- [Document text]:
------------------------------------------------------------------------

Chi-square test: df=1 (2 alleles). Preferred: use PopGen_hwe_test tool. Fallback: popgen_calculator.py --type hwe --AA N1 --Aa N2 --aa N3.
Causes of HWE departure: non-random mating, selection, migration, drift, genotyping error. Excess homozygotes -> inbreeding or population structure (Wahlund effect). Excess heterozygotes -> overdominant selection or negative assortative mating.
Heritability
- H^2 (broad-sense) = V_G / V_P; h^2 (narrow-sense) = V_A / V_P
- V_G includes ALL genetic variance: additive + dominance + epistasis. Trap: "broad-sense" is not just additive.
- Under HWE with two alleles (p, q): genotype frequencies are p^2, 2pq, q^2
- Phenotype frequency from genotype: sum(genotype_freq * penetrance) for each genotype class
- For quantitative traits: V_P = V_G + V_E (no covariance assumed)
- With dominance: assign genotypic values (e.g., AA=a, Aa=d, aa=-a), compute mean, then V_G from freq-weighted squared deviations
- PGS vs SNP-h² trap: PGS R² is NOT necessarily ≤ h²_SNP. With large GWAS, PGS can exceed SNP-h² by tagging rare causal variants through LD with common SNPs. The word "necessarily" makes this claim False. h²_SNP is estimated from common variants; PGS can capture additional variance.
Path Analysis (Causal Diagrams)
- Trace ALL paths from cause to effect through the diagram (direct + indirect)

------------------------------------------------------------------------

Referring expression data
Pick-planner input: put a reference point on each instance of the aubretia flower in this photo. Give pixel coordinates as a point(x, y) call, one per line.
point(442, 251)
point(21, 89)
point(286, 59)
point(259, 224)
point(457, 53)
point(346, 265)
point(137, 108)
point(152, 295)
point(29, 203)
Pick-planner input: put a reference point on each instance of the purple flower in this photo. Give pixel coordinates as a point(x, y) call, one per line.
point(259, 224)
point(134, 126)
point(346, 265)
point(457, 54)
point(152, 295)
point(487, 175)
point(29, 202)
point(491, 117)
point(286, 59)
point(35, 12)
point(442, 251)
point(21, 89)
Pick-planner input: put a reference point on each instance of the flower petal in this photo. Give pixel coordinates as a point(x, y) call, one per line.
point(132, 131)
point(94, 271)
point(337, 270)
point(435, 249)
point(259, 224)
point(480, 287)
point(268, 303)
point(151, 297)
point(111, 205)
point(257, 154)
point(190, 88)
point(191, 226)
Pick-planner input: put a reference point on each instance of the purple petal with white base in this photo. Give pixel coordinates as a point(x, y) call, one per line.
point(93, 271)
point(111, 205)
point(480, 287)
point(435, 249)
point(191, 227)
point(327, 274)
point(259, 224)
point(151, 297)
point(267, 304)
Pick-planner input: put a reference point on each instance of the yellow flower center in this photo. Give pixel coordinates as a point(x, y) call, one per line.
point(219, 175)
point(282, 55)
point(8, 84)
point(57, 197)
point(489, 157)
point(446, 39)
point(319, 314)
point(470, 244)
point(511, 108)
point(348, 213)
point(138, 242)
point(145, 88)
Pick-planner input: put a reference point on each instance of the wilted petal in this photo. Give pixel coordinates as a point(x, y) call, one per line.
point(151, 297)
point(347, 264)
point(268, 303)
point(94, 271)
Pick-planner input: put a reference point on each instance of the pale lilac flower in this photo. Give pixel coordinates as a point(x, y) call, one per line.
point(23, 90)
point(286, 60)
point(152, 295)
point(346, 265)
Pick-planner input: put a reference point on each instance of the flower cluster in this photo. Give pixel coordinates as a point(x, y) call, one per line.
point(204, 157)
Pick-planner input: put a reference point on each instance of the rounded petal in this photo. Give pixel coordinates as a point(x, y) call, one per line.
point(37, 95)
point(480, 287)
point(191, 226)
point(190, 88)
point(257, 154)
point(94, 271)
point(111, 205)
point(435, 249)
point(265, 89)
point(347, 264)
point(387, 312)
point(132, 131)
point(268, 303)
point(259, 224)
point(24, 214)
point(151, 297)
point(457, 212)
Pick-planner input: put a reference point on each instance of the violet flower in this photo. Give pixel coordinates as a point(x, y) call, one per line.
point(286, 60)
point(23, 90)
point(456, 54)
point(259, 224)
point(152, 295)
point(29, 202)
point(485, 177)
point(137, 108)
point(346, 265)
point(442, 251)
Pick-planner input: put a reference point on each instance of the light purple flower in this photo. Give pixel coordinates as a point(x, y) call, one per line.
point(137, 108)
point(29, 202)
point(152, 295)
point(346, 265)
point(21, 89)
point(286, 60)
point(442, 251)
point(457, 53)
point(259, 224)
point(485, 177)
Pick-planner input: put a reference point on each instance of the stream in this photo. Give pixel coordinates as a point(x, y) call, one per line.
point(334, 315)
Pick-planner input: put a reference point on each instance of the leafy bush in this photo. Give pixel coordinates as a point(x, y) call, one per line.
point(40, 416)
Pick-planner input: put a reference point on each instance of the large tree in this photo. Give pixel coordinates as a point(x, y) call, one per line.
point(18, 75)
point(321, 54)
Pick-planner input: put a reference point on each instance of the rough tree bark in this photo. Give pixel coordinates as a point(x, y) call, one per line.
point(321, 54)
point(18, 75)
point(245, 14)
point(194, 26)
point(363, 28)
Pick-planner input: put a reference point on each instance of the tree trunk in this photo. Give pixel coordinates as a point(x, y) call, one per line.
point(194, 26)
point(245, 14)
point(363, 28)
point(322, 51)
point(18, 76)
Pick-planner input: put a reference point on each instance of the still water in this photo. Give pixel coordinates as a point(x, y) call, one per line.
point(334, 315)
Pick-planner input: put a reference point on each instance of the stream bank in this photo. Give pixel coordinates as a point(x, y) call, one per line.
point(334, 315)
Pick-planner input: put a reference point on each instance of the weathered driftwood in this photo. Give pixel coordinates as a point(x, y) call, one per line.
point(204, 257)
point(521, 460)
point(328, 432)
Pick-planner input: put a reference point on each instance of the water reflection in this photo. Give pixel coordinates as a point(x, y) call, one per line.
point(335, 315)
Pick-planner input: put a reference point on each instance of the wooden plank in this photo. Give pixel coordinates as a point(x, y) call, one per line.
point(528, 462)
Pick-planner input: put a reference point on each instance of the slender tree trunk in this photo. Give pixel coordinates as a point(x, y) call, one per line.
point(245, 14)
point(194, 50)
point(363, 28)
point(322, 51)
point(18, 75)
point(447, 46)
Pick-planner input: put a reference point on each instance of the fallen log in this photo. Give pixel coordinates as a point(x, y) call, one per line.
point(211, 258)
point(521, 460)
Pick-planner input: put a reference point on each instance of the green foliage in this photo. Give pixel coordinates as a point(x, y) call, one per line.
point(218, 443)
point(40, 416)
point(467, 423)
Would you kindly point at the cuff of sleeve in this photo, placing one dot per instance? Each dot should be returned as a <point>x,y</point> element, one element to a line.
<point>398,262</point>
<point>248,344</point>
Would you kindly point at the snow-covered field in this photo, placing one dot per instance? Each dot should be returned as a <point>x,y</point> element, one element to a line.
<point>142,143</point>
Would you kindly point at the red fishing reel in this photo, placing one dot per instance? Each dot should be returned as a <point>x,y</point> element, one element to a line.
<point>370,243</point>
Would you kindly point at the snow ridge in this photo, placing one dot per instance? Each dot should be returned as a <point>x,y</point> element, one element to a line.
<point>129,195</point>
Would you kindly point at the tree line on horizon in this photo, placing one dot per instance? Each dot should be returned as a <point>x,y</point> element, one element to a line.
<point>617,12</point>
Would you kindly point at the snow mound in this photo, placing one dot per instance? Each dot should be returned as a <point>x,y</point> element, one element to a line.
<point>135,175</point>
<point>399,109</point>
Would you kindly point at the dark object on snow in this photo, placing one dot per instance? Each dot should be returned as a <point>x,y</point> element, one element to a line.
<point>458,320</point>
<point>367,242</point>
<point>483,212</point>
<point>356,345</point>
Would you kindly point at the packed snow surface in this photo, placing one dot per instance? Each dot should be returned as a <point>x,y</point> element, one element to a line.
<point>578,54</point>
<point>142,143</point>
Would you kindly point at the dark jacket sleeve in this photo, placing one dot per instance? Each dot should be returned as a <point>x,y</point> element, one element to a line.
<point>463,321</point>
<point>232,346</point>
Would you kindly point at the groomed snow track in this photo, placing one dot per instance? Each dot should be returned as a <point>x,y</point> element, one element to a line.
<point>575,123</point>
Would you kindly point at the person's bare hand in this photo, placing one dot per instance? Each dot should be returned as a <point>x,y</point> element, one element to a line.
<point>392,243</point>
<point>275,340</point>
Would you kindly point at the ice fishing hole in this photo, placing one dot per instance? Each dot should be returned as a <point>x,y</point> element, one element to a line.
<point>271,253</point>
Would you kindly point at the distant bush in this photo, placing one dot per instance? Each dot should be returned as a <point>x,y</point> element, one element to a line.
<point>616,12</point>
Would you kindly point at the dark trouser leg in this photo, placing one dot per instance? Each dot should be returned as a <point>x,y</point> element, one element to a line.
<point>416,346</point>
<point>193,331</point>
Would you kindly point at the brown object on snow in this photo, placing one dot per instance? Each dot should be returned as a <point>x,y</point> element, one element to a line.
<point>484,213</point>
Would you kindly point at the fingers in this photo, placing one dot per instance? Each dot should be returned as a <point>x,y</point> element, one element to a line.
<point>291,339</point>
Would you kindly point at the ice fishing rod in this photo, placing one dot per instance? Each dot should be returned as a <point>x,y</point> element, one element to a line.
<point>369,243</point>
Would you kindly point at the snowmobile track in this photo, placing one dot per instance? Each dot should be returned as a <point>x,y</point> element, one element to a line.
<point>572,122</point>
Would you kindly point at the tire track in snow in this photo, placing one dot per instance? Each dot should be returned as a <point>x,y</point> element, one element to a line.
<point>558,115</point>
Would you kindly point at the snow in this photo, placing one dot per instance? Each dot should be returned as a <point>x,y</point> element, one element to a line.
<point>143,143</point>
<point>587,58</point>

------------------------------------------------------------------------

- [Task goal]: Copy the population genetics notes starting at "Causes of HWE" and ending at "not just additive.", renaming "genotyping error" as "sequencing error". The entries have nothing to do with this exercise.

- [Your solution]:
Causes of HWE departure: non-random mating, selection, migration, drift, sequencing error. Excess homozygotes -> inbreeding or population structure (Wahlund effect). Excess heterozygotes -> overdominant selection or negative assortative mating.
Heritability
- H^2 (broad-sense) = V_G / V_P; h^2 (narrow-sense) = V_A / V_P
- V_G includes ALL genetic variance: additive + dominance + epistasis. Trap: "broad-sense" is not just additive.